Selected extract |
○ ○ ○ ○
Gordon Lafer is a political economist writer who has served as Senior Labor Policy Advisor for the U.S. House of Representatives' Committee on Education and Labor and has a history of Labor Union activism. He has written widely on labor and employment policy issues and is the author of the books The Job Training Charade and The One Percent Solution.

He is currently a professor in the Labor Education & Research Center at the University of Oregon and a research associate of the Economic Policy Institute.

==Biography==
Gordon Lafer started his political work as an economic policy analyst in the Office of the Mayor in New York City under Mayor Ed Koch.

He was one of the leaders of the Graduate Employees and Students Organization at Yale, which was on strike several times in the 1990s.

Lafer served as Research and Communications Director for the Federation of University Employees at Yale.

He ran a hotel workers' campaign with the International Longshore and Warehouse Union, Local 142, in Hawaii, and wrote about the campaign in the magazine Dissent.
○ ○ ○ ○
Work to complete |
**A)** Update the Gordon Lafer profile starting at "He is currently" and ending at "Economic Policy Institute.", changing "University of Oregon" to "University of Washington".
**B)** Based on the Gordon Lafer profile, decide whether each statement agrees with it. Answer yes or no for each and quote the deciding words. (i) Lafer worked as an economic policy analyst under Mayor Ed Koch. (ii) Lafer wrote about the hotel workers' campaign in The Nation. (iii) Lafer is a research associate of the Economic Policy Institute.
**C)** Continue the Gordon Lafer profile, picking up after its final sentence.
The listing that follows is separate material and has no connection to the profile of Gordon Lafer.
○ ○ ○ ○
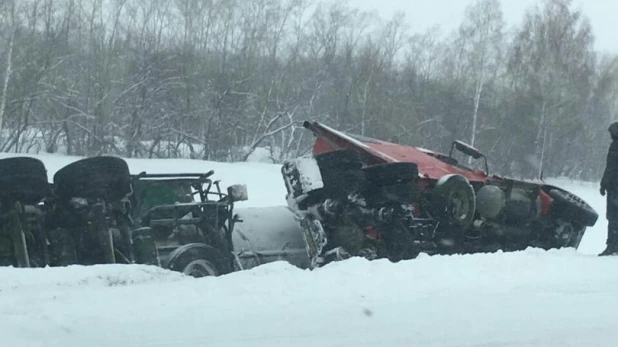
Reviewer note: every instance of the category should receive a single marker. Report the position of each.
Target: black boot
(612, 244)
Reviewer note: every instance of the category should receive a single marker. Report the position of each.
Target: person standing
(609, 186)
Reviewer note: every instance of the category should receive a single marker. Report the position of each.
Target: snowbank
(532, 298)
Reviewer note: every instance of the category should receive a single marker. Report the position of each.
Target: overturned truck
(96, 212)
(357, 196)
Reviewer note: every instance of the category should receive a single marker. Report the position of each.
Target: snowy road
(531, 298)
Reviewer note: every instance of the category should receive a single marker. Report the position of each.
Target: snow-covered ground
(530, 298)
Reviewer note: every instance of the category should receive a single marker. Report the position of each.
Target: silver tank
(268, 234)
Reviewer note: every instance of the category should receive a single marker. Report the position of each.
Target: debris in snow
(309, 173)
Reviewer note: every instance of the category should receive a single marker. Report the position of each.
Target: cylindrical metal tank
(268, 234)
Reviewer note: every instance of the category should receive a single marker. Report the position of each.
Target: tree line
(216, 79)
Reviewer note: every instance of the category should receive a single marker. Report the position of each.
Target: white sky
(422, 14)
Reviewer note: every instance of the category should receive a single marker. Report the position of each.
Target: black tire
(106, 178)
(341, 173)
(389, 174)
(569, 207)
(23, 179)
(454, 201)
(199, 260)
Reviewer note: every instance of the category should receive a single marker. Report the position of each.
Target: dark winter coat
(609, 181)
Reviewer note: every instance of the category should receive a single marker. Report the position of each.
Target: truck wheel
(341, 172)
(454, 201)
(198, 260)
(103, 177)
(570, 207)
(23, 179)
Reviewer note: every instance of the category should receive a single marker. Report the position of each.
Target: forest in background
(216, 79)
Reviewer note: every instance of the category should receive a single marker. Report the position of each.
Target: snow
(529, 298)
(310, 177)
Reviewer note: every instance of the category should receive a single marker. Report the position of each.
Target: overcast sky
(422, 14)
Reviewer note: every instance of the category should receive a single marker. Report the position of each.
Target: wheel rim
(200, 268)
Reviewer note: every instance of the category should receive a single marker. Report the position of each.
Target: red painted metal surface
(374, 151)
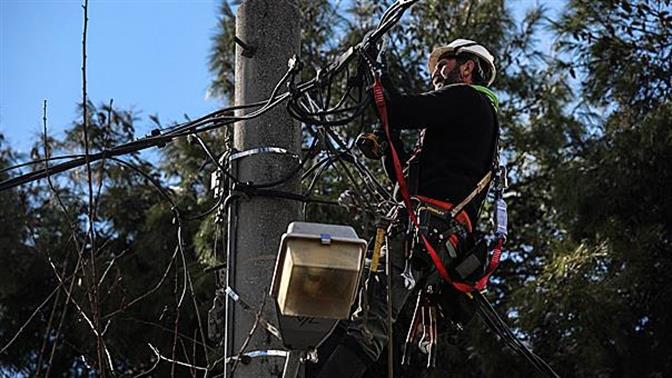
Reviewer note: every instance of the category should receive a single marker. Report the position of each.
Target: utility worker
(455, 150)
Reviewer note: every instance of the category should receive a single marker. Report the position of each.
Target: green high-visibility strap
(490, 94)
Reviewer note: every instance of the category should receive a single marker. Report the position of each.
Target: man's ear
(467, 69)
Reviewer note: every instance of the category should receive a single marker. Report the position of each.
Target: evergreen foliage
(587, 141)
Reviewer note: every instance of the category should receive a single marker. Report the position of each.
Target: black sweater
(460, 129)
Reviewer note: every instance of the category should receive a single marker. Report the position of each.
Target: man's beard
(451, 77)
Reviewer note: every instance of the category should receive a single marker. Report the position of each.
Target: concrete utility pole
(270, 34)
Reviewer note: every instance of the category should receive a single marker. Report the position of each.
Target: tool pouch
(464, 259)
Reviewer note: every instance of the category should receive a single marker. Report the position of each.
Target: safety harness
(500, 219)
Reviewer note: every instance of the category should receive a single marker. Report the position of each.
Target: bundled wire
(499, 327)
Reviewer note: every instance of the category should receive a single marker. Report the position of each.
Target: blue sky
(147, 54)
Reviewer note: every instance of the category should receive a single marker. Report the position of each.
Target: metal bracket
(263, 150)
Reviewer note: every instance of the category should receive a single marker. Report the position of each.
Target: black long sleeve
(459, 140)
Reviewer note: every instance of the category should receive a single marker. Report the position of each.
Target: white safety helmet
(459, 46)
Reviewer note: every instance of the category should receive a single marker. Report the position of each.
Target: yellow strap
(479, 187)
(377, 246)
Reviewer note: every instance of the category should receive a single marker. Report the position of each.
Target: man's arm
(426, 110)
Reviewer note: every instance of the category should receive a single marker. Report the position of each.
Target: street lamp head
(318, 270)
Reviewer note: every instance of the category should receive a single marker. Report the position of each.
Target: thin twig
(148, 293)
(25, 324)
(173, 361)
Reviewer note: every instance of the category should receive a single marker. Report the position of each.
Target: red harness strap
(379, 98)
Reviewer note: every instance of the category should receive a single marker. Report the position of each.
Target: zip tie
(273, 330)
(246, 357)
(232, 294)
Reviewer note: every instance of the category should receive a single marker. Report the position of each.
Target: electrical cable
(497, 324)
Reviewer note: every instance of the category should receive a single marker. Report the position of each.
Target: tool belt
(453, 239)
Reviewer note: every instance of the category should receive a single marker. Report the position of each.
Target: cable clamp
(232, 294)
(264, 150)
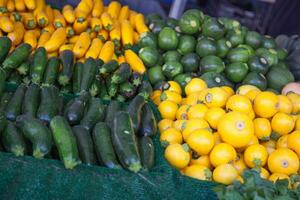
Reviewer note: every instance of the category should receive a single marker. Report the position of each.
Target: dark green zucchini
(14, 107)
(135, 111)
(65, 142)
(85, 145)
(13, 140)
(95, 113)
(104, 147)
(125, 142)
(31, 100)
(76, 78)
(17, 57)
(75, 109)
(67, 61)
(37, 133)
(147, 152)
(51, 73)
(148, 122)
(38, 65)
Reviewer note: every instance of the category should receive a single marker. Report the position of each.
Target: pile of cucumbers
(37, 120)
(219, 50)
(109, 81)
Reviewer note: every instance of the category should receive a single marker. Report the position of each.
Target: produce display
(38, 121)
(218, 50)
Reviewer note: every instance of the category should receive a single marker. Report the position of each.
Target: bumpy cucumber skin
(125, 142)
(104, 147)
(85, 145)
(37, 133)
(65, 142)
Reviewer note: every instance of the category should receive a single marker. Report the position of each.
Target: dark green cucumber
(88, 74)
(122, 74)
(94, 114)
(75, 109)
(125, 142)
(14, 107)
(38, 65)
(13, 140)
(135, 111)
(17, 57)
(67, 61)
(104, 147)
(51, 72)
(49, 106)
(145, 89)
(24, 68)
(5, 99)
(85, 145)
(148, 122)
(109, 67)
(76, 78)
(31, 100)
(65, 142)
(147, 152)
(5, 44)
(37, 133)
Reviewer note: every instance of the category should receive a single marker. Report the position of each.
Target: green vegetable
(38, 65)
(125, 142)
(65, 142)
(85, 145)
(103, 146)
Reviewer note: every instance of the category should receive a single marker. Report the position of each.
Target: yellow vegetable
(17, 35)
(124, 13)
(107, 21)
(59, 20)
(140, 24)
(56, 40)
(114, 9)
(98, 8)
(82, 45)
(107, 51)
(30, 4)
(134, 61)
(68, 14)
(127, 33)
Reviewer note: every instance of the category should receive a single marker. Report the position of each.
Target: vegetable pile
(215, 133)
(38, 121)
(218, 50)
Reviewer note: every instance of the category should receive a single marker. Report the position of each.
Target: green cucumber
(17, 57)
(135, 111)
(49, 106)
(38, 65)
(76, 78)
(65, 142)
(109, 67)
(67, 61)
(75, 109)
(206, 46)
(5, 44)
(85, 145)
(147, 152)
(37, 133)
(51, 71)
(31, 100)
(94, 113)
(13, 140)
(148, 122)
(14, 107)
(122, 74)
(125, 142)
(24, 68)
(103, 146)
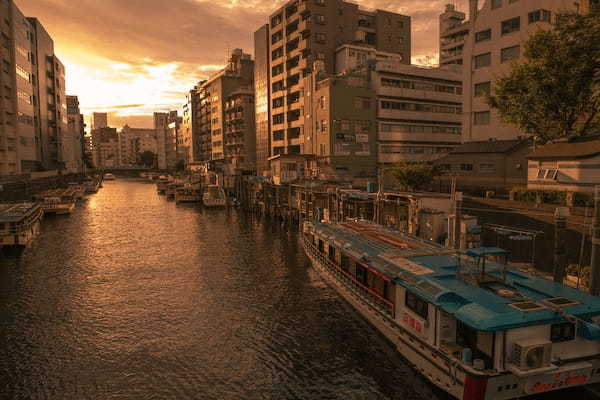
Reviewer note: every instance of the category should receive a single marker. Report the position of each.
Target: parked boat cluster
(20, 222)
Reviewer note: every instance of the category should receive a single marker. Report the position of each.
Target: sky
(131, 58)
○ ○ ○ ○
Answers to the problems |
**A)**
He is currently a professor in the Labor Education & Research Center at the University of Washington and a research associate of the Economic Policy Institute.

**B)**
(i) Yes: "economic policy analyst in the Office of the Mayor in New York City under Mayor Ed Koch"
(ii) No: "wrote about the campaign in the magazine Dissent"
(iii) Yes: "a research associate of the Economic Policy Institute"

**C)**
At the University of Oregon, Lafer and mathematician Marie A. Vitulli led an effort to unionize faculty at the University of Oregon beginning in the spring of 2007. This effort eventually led to the formation of the United Academics at the University of Oregon.

He worked for ILWU Local 142, helping coordinate the boycott of the Pacific Beach Hotel, which was found guilty of multiple labor law violations in federal court. After a ten-year struggle, the hotel unionized in 2013.

Lafer has served as Senior Labor Policy Advisor for the U.S. House of Representatives' Committee on Education and the Workforce, a position that made him the top congressional staff member responsible for upholding labor standards in international trade treaties, and he has been called to testify as an expert witness before multiple state legislatures. He was the primary Congressional staff person responsible for the Local Jobs for America Act, a bill that would have created one million decently-paid jobs and restored essential public services that were cut during the Great Recession. The bill was introduced by Rep. George Miller (D-CA), chair of the United States House Committee on Education and the Workforce, but never became law.

Lafer is a member of the Scholars' Advisory Council of in the Public Interest, a research and policy center promoting democratic control of public goods and services.

He is the founding co-chair of the American Political Science Association's Labor Project, and serves on the board of directors of the Shalom Hartman Institute, a pluralistic center of research and education deepening and elevating the quality of Jewish life in Israel and around the world.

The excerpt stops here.